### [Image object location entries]
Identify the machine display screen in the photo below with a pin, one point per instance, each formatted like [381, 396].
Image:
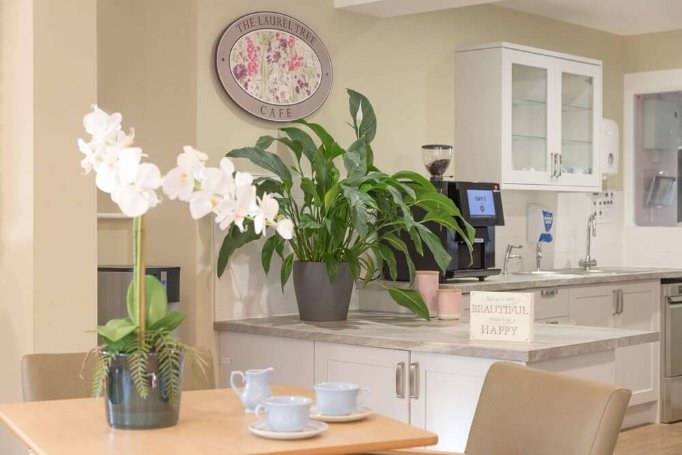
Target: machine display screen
[481, 203]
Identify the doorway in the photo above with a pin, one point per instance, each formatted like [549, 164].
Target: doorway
[653, 148]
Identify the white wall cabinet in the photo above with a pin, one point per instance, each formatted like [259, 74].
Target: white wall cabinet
[628, 306]
[527, 118]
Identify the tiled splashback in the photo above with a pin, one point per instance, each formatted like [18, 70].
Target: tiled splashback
[245, 291]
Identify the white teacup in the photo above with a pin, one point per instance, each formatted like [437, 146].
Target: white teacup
[338, 398]
[285, 413]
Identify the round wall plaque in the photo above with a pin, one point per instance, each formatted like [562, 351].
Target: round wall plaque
[274, 66]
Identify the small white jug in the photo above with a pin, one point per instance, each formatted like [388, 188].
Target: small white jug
[256, 387]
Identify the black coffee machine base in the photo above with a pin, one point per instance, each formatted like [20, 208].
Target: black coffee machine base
[481, 274]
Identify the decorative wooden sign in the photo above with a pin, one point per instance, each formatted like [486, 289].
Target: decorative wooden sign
[274, 66]
[501, 316]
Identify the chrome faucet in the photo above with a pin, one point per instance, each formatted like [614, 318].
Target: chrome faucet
[589, 261]
[538, 255]
[508, 255]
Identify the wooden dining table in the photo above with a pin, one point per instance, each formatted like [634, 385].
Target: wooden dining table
[211, 422]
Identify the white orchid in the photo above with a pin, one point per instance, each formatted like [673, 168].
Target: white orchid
[132, 184]
[179, 182]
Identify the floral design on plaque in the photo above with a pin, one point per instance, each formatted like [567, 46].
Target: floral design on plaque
[275, 67]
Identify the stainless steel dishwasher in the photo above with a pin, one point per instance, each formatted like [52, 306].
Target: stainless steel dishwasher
[671, 350]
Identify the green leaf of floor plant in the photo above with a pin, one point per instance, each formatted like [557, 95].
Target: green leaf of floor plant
[234, 240]
[169, 322]
[156, 300]
[116, 329]
[412, 300]
[287, 265]
[266, 160]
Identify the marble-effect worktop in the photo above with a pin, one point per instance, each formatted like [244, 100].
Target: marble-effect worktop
[513, 282]
[393, 331]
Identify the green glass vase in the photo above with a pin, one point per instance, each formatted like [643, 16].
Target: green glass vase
[126, 409]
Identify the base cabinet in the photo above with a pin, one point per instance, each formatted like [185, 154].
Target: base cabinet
[627, 306]
[385, 372]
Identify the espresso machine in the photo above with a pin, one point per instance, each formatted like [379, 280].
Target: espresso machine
[481, 206]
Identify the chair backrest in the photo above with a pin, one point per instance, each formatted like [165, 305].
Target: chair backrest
[526, 411]
[58, 376]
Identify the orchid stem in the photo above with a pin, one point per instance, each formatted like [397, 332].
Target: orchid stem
[139, 271]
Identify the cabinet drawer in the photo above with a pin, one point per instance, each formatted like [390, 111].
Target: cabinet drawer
[550, 302]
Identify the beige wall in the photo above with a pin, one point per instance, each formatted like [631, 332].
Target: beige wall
[405, 65]
[65, 85]
[16, 199]
[47, 241]
[653, 51]
[147, 71]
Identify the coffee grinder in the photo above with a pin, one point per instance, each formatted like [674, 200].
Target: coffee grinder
[481, 206]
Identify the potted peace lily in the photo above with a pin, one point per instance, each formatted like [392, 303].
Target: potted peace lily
[140, 364]
[347, 224]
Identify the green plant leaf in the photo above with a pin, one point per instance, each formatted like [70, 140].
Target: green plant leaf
[116, 329]
[355, 158]
[411, 176]
[326, 138]
[308, 147]
[412, 300]
[434, 244]
[358, 207]
[416, 240]
[234, 240]
[264, 142]
[308, 222]
[268, 249]
[266, 160]
[156, 300]
[169, 322]
[287, 265]
[389, 257]
[368, 125]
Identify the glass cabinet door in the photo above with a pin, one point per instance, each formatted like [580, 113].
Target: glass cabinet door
[579, 121]
[529, 118]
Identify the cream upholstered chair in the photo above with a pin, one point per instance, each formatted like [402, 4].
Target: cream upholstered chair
[58, 376]
[524, 411]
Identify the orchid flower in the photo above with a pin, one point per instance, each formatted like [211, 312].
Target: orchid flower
[132, 184]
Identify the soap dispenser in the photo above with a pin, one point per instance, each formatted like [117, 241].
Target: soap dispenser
[540, 223]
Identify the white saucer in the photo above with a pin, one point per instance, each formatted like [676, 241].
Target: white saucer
[358, 414]
[313, 428]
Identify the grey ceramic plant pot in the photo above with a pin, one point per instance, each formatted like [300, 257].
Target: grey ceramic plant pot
[317, 298]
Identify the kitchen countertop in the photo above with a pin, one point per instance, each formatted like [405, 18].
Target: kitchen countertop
[393, 331]
[513, 282]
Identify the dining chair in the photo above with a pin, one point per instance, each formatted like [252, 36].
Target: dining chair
[524, 411]
[58, 376]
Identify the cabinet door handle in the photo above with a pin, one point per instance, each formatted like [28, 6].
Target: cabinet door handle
[414, 380]
[553, 164]
[400, 380]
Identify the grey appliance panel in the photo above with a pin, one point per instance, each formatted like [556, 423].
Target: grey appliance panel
[671, 400]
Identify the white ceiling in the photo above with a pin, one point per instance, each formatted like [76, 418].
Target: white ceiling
[622, 17]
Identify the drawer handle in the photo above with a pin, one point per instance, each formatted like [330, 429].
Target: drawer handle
[400, 380]
[414, 380]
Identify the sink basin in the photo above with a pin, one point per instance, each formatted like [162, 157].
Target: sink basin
[541, 273]
[579, 271]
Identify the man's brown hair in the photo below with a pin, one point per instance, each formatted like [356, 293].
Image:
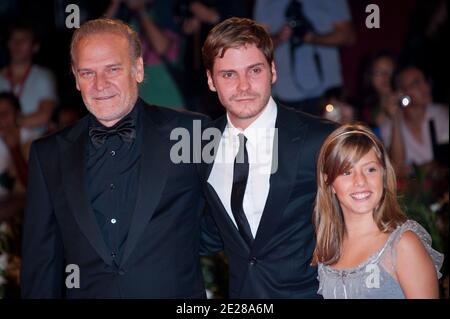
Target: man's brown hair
[235, 33]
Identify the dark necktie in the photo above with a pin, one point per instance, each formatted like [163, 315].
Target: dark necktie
[125, 129]
[240, 176]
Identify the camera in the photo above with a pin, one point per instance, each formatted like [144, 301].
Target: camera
[405, 100]
[298, 22]
[182, 11]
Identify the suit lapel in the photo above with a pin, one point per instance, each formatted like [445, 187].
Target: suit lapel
[153, 175]
[290, 133]
[73, 165]
[220, 124]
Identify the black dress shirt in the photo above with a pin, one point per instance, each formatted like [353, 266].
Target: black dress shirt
[112, 183]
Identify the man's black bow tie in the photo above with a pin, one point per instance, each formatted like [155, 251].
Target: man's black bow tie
[126, 130]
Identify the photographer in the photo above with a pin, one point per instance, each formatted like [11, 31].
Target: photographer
[408, 134]
[162, 44]
[307, 35]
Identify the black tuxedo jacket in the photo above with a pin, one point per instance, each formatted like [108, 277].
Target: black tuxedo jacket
[278, 263]
[161, 254]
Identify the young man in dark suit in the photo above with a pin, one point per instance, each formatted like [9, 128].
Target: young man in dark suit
[261, 185]
[105, 201]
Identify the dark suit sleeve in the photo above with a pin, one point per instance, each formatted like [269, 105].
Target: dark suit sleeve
[42, 251]
[211, 242]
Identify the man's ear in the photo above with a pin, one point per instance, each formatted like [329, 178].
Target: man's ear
[274, 72]
[36, 48]
[76, 77]
[139, 70]
[210, 81]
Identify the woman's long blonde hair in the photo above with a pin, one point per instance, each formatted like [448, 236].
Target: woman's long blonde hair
[343, 148]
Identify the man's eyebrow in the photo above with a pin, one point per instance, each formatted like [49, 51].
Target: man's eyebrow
[248, 67]
[107, 66]
[113, 65]
[256, 64]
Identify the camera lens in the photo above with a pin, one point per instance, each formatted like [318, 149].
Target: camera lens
[405, 100]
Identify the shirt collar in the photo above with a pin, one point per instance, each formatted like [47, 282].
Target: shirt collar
[260, 127]
[93, 122]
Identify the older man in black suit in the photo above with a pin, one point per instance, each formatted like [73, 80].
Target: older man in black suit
[104, 196]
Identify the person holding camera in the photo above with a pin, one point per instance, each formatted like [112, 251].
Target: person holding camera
[162, 48]
[416, 125]
[307, 35]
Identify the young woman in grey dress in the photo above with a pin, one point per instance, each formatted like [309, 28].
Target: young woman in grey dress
[366, 247]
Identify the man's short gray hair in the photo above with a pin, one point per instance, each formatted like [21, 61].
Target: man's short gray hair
[103, 25]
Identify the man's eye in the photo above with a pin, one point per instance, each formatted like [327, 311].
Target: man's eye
[87, 74]
[256, 70]
[228, 75]
[114, 70]
[372, 169]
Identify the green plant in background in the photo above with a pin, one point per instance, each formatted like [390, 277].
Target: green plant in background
[424, 197]
[4, 238]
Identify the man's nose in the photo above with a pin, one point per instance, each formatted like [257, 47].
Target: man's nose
[100, 82]
[244, 84]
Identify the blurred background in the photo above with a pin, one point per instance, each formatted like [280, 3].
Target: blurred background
[335, 58]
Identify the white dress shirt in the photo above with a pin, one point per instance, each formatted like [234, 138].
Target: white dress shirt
[260, 137]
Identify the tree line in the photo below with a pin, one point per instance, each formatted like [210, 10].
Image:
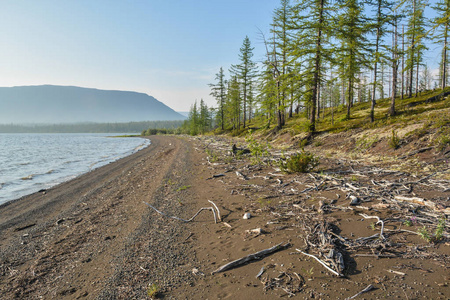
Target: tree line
[131, 127]
[322, 54]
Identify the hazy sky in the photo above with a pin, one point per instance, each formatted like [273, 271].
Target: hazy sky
[169, 49]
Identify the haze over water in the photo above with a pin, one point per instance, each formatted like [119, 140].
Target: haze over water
[30, 162]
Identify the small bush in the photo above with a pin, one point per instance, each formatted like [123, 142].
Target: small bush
[394, 142]
[258, 150]
[442, 142]
[153, 290]
[299, 163]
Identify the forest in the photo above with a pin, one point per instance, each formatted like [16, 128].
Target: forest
[130, 127]
[323, 56]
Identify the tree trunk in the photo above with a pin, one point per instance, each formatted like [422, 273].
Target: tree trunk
[394, 70]
[444, 58]
[314, 96]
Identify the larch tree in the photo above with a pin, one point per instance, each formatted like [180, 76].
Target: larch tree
[353, 51]
[282, 48]
[245, 73]
[379, 23]
[219, 91]
[415, 33]
[442, 23]
[312, 22]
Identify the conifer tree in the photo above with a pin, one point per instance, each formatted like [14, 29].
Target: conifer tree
[353, 50]
[218, 91]
[381, 20]
[233, 109]
[312, 18]
[415, 33]
[442, 23]
[245, 72]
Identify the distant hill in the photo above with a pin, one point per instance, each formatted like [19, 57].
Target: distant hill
[51, 104]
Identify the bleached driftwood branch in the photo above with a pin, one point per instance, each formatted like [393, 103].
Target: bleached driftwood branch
[218, 211]
[250, 257]
[367, 289]
[322, 263]
[193, 217]
[378, 221]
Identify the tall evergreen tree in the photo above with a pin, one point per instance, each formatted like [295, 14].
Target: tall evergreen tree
[442, 23]
[282, 49]
[312, 23]
[415, 33]
[354, 45]
[218, 91]
[380, 22]
[233, 109]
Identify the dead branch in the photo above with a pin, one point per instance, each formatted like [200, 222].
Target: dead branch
[250, 257]
[322, 263]
[193, 217]
[379, 221]
[367, 289]
[218, 211]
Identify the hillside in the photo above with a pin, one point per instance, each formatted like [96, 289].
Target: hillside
[68, 104]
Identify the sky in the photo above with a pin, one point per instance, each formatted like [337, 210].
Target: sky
[169, 49]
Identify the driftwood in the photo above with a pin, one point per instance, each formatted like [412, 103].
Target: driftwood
[378, 221]
[217, 209]
[193, 217]
[322, 263]
[250, 257]
[367, 289]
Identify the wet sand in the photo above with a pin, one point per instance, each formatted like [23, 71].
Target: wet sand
[94, 238]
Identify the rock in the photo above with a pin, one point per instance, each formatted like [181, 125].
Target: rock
[353, 200]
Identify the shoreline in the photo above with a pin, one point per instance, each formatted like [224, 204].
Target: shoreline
[43, 186]
[94, 238]
[86, 223]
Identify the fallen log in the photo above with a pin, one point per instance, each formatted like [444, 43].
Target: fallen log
[322, 263]
[193, 217]
[255, 256]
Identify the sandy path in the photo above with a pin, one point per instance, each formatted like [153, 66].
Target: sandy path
[72, 241]
[94, 238]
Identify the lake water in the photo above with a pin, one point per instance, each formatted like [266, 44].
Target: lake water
[30, 162]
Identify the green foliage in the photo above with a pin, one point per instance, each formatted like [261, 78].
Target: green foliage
[408, 223]
[258, 150]
[442, 142]
[423, 233]
[438, 233]
[394, 141]
[366, 142]
[301, 162]
[199, 120]
[212, 155]
[153, 290]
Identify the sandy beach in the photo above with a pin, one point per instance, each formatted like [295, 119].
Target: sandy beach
[94, 237]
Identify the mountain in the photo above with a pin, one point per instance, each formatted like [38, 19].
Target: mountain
[69, 104]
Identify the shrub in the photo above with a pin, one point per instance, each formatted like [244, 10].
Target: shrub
[258, 150]
[394, 142]
[299, 163]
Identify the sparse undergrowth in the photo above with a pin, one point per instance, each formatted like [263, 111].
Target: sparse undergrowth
[301, 162]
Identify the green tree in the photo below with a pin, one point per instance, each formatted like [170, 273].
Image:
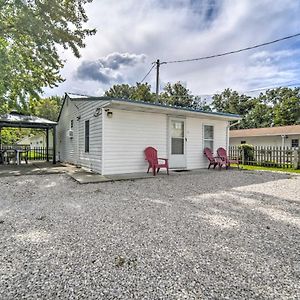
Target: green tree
[47, 108]
[30, 33]
[178, 95]
[141, 91]
[123, 91]
[202, 104]
[260, 116]
[232, 102]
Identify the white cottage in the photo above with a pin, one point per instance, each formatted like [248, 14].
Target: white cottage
[109, 135]
[281, 136]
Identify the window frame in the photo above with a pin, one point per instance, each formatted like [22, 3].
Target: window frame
[87, 136]
[209, 139]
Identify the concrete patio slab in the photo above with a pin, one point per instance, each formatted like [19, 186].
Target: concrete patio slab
[82, 175]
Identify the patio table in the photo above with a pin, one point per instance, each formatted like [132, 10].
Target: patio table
[2, 156]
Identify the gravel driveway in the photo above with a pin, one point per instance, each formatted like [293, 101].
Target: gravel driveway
[206, 235]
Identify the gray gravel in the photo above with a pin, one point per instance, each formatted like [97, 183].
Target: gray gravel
[209, 235]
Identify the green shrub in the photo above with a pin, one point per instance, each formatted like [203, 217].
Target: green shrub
[248, 151]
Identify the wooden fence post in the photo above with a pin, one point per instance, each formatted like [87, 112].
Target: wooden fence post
[296, 159]
[243, 156]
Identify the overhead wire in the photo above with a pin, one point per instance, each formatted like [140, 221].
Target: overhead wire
[232, 52]
[147, 73]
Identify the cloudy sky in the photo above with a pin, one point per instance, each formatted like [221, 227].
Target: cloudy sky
[134, 33]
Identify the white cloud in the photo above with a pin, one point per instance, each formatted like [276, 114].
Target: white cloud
[185, 29]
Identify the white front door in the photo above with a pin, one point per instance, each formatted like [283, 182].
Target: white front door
[177, 156]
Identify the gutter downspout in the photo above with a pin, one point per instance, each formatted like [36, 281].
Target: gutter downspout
[283, 137]
[227, 132]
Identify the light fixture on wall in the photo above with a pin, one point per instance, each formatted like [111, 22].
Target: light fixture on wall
[109, 113]
[97, 112]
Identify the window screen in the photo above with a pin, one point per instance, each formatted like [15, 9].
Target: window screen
[208, 136]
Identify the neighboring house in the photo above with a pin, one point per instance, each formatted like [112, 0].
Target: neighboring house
[283, 136]
[109, 135]
[37, 141]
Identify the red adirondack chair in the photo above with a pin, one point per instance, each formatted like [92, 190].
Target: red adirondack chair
[223, 155]
[153, 161]
[213, 160]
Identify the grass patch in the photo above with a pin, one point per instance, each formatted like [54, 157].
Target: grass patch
[259, 168]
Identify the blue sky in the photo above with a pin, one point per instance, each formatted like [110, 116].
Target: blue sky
[134, 33]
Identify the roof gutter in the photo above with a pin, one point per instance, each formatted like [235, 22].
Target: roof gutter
[177, 110]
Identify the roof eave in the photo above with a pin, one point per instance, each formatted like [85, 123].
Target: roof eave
[171, 109]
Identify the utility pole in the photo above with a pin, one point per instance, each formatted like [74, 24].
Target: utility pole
[157, 78]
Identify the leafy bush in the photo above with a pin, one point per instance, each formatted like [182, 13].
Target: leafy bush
[248, 152]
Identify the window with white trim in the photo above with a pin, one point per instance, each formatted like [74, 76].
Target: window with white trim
[208, 136]
[295, 143]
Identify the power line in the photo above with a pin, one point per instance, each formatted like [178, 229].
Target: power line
[148, 73]
[232, 52]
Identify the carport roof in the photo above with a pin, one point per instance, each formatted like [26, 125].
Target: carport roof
[15, 119]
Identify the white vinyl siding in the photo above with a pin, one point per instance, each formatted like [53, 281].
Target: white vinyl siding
[208, 137]
[194, 144]
[126, 135]
[93, 158]
[73, 150]
[67, 150]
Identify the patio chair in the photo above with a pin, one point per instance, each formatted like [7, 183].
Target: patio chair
[153, 161]
[223, 155]
[23, 154]
[213, 160]
[10, 155]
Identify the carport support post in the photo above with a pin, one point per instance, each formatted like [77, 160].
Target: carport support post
[47, 144]
[54, 144]
[296, 159]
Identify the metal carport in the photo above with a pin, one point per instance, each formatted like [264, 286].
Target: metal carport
[18, 120]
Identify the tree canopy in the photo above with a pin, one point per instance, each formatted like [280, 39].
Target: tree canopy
[31, 32]
[141, 91]
[275, 107]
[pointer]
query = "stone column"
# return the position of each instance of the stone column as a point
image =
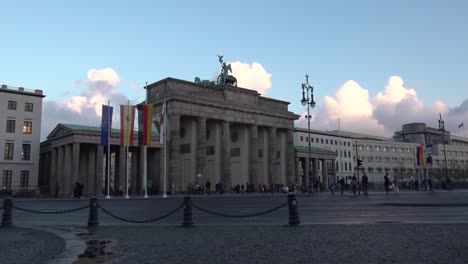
(315, 164)
(226, 164)
(218, 153)
(99, 170)
(307, 173)
(76, 162)
(143, 157)
(91, 171)
(291, 160)
(175, 171)
(201, 147)
(273, 174)
(53, 170)
(334, 171)
(324, 175)
(69, 184)
(253, 150)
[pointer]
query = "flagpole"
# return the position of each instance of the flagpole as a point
(108, 148)
(165, 149)
(339, 148)
(145, 155)
(128, 167)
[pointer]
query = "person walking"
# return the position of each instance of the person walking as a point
(396, 184)
(331, 184)
(364, 182)
(341, 183)
(386, 182)
(57, 189)
(208, 186)
(354, 183)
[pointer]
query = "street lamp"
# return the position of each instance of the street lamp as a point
(442, 128)
(309, 101)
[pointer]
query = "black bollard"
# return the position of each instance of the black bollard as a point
(293, 214)
(7, 215)
(187, 212)
(93, 219)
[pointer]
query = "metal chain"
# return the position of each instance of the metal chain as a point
(241, 216)
(51, 212)
(141, 221)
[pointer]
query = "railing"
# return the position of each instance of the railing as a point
(94, 206)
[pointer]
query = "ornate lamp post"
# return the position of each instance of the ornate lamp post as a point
(442, 128)
(309, 101)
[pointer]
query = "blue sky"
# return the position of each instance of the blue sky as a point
(350, 46)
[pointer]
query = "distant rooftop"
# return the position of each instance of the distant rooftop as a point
(13, 89)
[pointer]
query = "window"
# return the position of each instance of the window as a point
(12, 105)
(6, 180)
(24, 179)
(26, 152)
(11, 126)
(27, 127)
(28, 107)
(9, 149)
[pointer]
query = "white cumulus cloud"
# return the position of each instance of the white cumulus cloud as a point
(85, 108)
(252, 76)
(382, 115)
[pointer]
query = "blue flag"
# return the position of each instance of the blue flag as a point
(106, 124)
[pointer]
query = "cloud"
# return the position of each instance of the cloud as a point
(85, 109)
(252, 76)
(385, 113)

### [SHORT PROBLEM]
Copy out every line of the records that contains the string "trim". Treat uppercase and lowercase as different.

### [RESPONSE TO THE EXERCISE]
Identify the window with white trim in the photo above with a pin, one point per instance, each formatted like [74, 76].
Target: window with white trim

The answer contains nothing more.